Look for the line containing "Each instance receives one keypoint. Mark the limestone" in the records below. Then output it and all the lines that follow, exactly and without any others.

(MATERIALS PROVIDED)

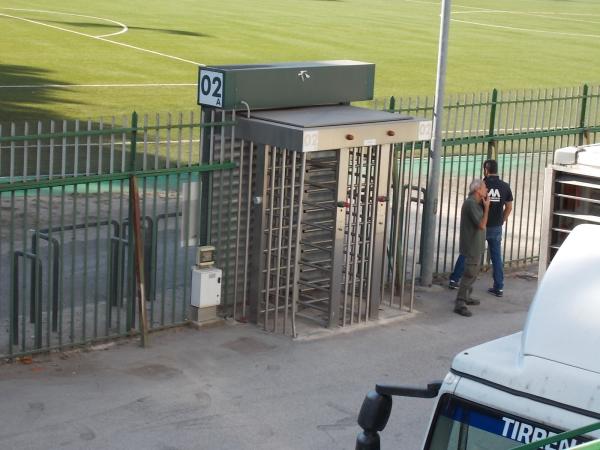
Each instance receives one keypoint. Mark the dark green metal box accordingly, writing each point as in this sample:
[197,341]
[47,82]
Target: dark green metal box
[285,85]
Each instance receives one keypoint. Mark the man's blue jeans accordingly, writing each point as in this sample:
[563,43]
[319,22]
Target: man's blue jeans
[493,236]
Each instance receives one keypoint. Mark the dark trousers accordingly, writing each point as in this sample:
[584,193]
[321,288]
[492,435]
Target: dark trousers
[472,266]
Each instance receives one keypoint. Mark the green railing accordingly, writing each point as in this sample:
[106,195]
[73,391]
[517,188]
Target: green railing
[521,129]
[67,228]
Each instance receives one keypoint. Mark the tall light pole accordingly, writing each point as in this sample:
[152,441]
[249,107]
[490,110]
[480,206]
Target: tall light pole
[428,229]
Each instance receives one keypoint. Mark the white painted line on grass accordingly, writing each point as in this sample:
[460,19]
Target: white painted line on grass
[105,40]
[68,86]
[544,15]
[122,25]
[529,30]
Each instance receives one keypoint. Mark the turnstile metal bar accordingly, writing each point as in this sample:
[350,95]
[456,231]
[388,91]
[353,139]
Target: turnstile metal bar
[368,185]
[238,231]
[295,285]
[279,235]
[270,154]
[313,286]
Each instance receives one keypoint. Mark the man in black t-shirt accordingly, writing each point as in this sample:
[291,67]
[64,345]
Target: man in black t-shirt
[501,199]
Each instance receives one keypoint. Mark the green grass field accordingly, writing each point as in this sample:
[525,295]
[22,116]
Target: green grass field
[501,43]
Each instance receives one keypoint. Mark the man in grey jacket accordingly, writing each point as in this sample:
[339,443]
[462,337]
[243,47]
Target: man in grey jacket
[473,221]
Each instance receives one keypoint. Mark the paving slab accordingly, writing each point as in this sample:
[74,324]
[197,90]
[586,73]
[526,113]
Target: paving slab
[235,386]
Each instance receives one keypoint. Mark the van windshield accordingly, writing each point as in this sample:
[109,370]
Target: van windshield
[463,425]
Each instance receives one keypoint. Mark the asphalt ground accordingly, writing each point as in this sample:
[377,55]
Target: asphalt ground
[234,386]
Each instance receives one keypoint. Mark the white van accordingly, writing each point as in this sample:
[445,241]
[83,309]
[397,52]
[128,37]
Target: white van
[525,387]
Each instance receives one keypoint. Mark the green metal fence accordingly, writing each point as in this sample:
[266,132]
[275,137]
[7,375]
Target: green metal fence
[66,241]
[521,129]
[66,246]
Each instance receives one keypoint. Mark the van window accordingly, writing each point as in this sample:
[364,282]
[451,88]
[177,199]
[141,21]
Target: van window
[463,425]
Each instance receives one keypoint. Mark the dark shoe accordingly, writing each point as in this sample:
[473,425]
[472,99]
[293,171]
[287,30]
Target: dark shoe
[496,292]
[463,311]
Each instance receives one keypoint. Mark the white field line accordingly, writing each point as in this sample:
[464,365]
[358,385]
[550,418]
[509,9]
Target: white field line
[122,25]
[551,16]
[105,40]
[528,30]
[69,86]
[543,14]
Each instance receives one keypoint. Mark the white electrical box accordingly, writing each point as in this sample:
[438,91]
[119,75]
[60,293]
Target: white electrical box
[206,287]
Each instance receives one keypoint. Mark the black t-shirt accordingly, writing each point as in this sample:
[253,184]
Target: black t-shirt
[499,193]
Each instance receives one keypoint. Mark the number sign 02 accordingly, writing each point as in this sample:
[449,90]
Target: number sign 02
[210,88]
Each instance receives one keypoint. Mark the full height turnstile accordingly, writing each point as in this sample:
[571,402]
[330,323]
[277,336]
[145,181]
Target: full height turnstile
[309,203]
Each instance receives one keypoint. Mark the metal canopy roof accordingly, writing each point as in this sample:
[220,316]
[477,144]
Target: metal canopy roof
[330,127]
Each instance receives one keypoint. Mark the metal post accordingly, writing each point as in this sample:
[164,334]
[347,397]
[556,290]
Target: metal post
[582,115]
[492,151]
[428,230]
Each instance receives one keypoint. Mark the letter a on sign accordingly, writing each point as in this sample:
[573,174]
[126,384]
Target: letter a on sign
[210,88]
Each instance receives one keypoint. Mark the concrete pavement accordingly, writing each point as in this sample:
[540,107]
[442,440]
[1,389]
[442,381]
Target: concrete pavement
[237,387]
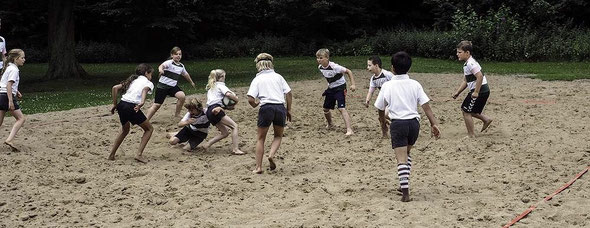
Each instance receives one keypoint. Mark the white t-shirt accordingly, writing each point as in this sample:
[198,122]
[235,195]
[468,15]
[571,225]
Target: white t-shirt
[215,95]
[470,68]
[202,123]
[334,73]
[269,87]
[403,95]
[378,81]
[133,93]
[2,50]
[172,72]
[11,74]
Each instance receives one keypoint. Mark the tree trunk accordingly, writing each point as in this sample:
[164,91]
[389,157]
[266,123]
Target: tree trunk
[61,41]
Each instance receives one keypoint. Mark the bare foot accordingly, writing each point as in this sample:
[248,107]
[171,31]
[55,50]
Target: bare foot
[272,165]
[12,147]
[486,125]
[257,171]
[238,152]
[141,159]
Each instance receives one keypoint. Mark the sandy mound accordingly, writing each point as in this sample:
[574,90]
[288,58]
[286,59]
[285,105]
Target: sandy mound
[539,140]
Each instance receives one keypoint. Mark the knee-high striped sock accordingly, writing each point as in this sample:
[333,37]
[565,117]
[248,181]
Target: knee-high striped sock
[403,172]
[409,163]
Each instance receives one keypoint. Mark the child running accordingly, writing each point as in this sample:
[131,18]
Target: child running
[216,90]
[336,91]
[9,93]
[195,125]
[135,90]
[380,76]
[479,91]
[403,95]
[272,91]
[170,71]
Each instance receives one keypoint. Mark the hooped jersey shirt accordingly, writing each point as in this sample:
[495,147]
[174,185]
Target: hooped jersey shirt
[334,74]
[471,68]
[377,81]
[172,72]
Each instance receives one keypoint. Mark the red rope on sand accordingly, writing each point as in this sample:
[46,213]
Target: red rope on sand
[527,211]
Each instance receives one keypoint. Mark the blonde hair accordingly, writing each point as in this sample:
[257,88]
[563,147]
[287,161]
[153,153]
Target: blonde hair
[323,52]
[214,76]
[194,104]
[264,62]
[12,56]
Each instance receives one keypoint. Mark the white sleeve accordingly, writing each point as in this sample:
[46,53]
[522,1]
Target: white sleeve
[253,90]
[422,97]
[286,87]
[380,102]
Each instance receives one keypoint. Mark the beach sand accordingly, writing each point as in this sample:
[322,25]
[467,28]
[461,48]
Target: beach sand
[539,140]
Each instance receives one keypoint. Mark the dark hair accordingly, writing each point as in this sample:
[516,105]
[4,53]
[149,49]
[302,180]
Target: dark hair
[376,61]
[141,69]
[465,46]
[401,62]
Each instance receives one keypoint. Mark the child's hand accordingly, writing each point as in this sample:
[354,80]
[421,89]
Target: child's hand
[434,131]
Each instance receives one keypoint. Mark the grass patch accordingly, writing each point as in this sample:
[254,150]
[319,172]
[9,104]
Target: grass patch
[64,94]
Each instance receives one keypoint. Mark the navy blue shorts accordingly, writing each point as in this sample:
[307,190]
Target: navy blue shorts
[194,138]
[333,95]
[127,114]
[471,105]
[404,132]
[214,119]
[161,94]
[4,102]
[272,113]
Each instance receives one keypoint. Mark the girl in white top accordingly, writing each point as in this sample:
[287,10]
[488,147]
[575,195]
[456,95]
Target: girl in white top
[170,71]
[135,89]
[216,91]
[9,92]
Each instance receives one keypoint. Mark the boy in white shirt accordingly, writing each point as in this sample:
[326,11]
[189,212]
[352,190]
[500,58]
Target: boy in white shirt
[403,95]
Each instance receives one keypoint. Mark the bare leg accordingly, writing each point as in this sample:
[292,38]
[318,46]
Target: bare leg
[328,116]
[486,120]
[234,134]
[383,125]
[180,96]
[469,124]
[153,110]
[261,133]
[346,121]
[119,140]
[274,147]
[223,132]
[147,134]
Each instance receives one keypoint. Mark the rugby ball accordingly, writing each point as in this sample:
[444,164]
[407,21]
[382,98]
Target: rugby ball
[227,102]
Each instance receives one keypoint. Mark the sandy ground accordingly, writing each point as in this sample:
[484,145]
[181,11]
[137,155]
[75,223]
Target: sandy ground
[538,141]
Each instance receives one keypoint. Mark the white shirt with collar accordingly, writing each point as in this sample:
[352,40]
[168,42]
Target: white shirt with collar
[403,95]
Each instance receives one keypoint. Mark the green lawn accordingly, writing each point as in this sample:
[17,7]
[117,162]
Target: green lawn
[46,96]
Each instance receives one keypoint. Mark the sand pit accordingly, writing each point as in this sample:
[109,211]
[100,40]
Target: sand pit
[538,141]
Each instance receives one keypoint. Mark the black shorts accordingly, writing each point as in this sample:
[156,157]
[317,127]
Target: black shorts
[127,114]
[214,119]
[272,113]
[4,102]
[333,95]
[194,138]
[404,132]
[162,93]
[471,105]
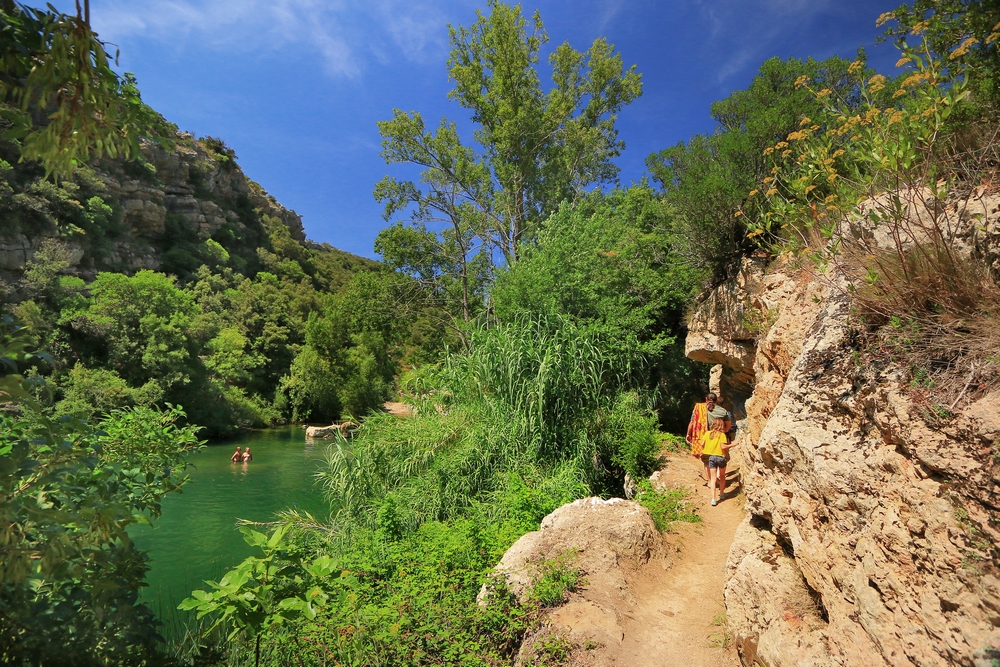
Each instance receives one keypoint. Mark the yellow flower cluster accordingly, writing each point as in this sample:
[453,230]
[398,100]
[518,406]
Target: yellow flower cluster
[963,48]
[915,79]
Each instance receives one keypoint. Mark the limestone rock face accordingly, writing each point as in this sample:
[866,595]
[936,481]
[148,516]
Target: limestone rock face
[186,185]
[868,533]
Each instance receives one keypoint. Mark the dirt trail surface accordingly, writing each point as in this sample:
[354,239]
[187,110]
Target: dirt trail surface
[648,601]
[675,610]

(End MATERIALS PROVIDED)

> **SOLUTION BELOW**:
Each instance receives one keypoint. Mark the limestone rock face accordingly, writing each point as in this sample:
[866,595]
[936,481]
[148,516]
Target: limestone rock face
[186,185]
[868,533]
Each instance receives one keypoint. Mark the dirt trail surface accordingly, writing each point as in this sample:
[354,239]
[187,110]
Target: dirt trail surface
[648,601]
[675,610]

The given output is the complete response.